Marcin Dubieniecki był drugim mężem Marty Kaczyńskiej. Ślub cywilny wzięli w 2007 roku. W 2010 roku z kolei udzielili wspólnego wywiadu dwutygodnikowi "Gala". Później okazało się, że nie byli szczerzy w temacie córki, Ewy. Słowa poszły w świat, a prawda po jakimś czasie wyszła na jaw.
W rozmowie z "Galą" Dubieniecki i Kaczyńska wspominali początki swojej znajomości, a także reakcje pary prezydenckiej na nowego partnera córki. Okazuje się, że córka Lecha i Marii Kaczyńskich poznała prawnika w Darłówku. - Nie należę do osób, które się spalają w kontaktach. Marta zrobiła na mnie niebywałe wrażenie, ale w życiu nie pokazałbym jej jak wielkie - przyznał Marcin Dubieniecki. Dodajmy, że w tamtym okresie Kaczyńska rozstała się z pierwszym mężem Piotrem Smuniewskim i sama wychowywała córkę Ewę. - Nie byłam w najlepszej formie psychicznej. Jedyne, czego chciałam, to stamtąd uciekać. W pewnym momencie zobaczyłam, że ktoś się do mnie uśmiecha. I nad tym stołem nasze spojrzenia się skrzyżowały... To było niesamowite. Muszę powiedzieć, że to był grom z jasnego nieba - wspominała wówczas Marta Kaczyńska.

**Zapisane dane**:
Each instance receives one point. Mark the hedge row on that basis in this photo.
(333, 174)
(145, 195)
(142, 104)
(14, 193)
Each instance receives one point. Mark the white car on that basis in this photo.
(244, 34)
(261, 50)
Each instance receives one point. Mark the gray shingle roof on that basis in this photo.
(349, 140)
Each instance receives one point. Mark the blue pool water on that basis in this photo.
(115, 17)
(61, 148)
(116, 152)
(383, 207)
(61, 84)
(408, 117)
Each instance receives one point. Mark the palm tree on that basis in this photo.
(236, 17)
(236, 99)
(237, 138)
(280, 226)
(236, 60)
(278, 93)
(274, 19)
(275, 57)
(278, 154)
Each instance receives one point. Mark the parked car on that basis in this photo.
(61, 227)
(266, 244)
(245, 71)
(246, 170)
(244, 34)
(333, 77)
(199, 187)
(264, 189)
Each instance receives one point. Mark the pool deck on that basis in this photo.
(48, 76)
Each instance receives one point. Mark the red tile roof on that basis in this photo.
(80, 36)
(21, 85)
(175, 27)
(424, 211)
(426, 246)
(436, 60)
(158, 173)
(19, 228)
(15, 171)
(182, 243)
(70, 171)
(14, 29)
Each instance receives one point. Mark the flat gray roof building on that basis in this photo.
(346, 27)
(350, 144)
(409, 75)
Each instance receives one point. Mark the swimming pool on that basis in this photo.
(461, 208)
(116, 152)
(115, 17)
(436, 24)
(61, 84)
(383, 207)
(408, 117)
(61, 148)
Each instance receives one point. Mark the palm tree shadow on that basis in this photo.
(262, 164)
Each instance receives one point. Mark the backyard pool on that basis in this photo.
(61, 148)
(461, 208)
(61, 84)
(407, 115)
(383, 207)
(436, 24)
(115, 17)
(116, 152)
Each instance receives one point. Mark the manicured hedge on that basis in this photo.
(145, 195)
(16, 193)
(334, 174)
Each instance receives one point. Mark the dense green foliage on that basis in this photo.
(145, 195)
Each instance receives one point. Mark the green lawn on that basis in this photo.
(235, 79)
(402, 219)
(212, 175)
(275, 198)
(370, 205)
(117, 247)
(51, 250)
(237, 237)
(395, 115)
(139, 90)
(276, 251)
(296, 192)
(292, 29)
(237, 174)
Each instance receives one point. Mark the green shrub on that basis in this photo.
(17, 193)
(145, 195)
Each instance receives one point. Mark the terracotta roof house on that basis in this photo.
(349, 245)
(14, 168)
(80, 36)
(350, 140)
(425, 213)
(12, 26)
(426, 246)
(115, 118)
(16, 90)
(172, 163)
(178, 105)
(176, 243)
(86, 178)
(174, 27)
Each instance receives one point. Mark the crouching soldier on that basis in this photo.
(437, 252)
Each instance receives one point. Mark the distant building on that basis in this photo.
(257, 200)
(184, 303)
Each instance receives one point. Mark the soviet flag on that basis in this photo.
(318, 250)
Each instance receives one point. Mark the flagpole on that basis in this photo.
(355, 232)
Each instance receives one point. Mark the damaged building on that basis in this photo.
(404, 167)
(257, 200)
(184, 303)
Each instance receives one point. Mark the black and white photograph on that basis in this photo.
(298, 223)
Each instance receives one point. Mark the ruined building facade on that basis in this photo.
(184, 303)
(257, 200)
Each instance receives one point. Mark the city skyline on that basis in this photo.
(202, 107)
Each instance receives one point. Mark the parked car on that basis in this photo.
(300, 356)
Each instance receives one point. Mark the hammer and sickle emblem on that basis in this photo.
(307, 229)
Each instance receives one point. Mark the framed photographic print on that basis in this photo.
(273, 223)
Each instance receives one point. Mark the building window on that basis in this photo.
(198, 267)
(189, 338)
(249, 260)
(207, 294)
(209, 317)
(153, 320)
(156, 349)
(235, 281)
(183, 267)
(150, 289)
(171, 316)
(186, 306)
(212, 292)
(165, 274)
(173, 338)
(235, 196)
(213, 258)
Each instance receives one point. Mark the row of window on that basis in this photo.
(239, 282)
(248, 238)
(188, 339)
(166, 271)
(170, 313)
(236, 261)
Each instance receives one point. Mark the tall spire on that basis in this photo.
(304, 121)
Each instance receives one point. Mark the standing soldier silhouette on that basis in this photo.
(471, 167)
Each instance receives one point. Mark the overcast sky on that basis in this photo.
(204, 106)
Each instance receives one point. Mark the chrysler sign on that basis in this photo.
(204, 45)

**Zadania do wykonania**:
(a) Przełóż na angielski to zdanie z tekstu o Marcinie Dubienieckim i Marcie Kaczyńskiej: "Okazuje się, że córka Lecha i Marii Kaczyńskich poznała prawnika w Darłówku."
(b) Powiel dokładnie część tekstu o Marcinie Dubienieckim i Marcie Kaczyńskiej, zaczynając od słów "W rozmowie z" i ciągnąc aż po słowa "wówczas Marta Kaczyńska.".

**Oczekiwane odpowiedzi**:
(a) It turns out that the daughter of Lech and Maria Kaczyński met the lawyer in Darłówko.

(b)
W rozmowie z "Galą" Dubieniecki i Kaczyńska wspominali początki swojej znajomości, a także reakcje pary prezydenckiej na nowego partnera córki. Okazuje się, że córka Lecha i Marii Kaczyńskich poznała prawnika w Darłówku. - Nie należę do osób, które się spalają w kontaktach. Marta zrobiła na mnie niebywałe wrażenie, ale w życiu nie pokazałbym jej jak wielkie - przyznał Marcin Dubieniecki. Dodajmy, że w tamtym okresie Kaczyńska rozstała się z pierwszym mężem Piotrem Smuniewskim i sama wychowywała córkę Ewę. - Nie byłam w najlepszej formie psychicznej. Jedyne, czego chciałam, to stamtąd uciekać. W pewnym momencie zobaczyłam, że ktoś się do mnie uśmiecha. I nad tym stołem nasze spojrzenia się skrzyżowały... To było niesamowite. Muszę powiedzieć, że to był grom z jasnego nieba - wspominała wówczas Marta Kaczyńska.